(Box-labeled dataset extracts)
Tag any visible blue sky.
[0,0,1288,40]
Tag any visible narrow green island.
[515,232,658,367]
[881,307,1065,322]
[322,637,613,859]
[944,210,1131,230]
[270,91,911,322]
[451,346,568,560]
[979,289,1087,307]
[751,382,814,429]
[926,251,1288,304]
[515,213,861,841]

■ **WHAT YOU SHOULD DO**
Convert the records into a two-column CSV with the header row "request,boxes" and one row per request, placing its text and its answer each in a single quoted field. Replace any line breaks inside a field with spaces.

■ **ANSWER BELOW**
request,boxes
"Tag any visible blue sky.","[0,0,1288,40]"
"Tag any visible narrow green island.","[515,232,658,367] [881,307,1065,322] [322,637,613,859] [944,210,1131,230] [270,91,911,322] [451,346,568,560] [979,289,1087,307] [751,382,814,429] [926,251,1288,304] [515,213,861,841]"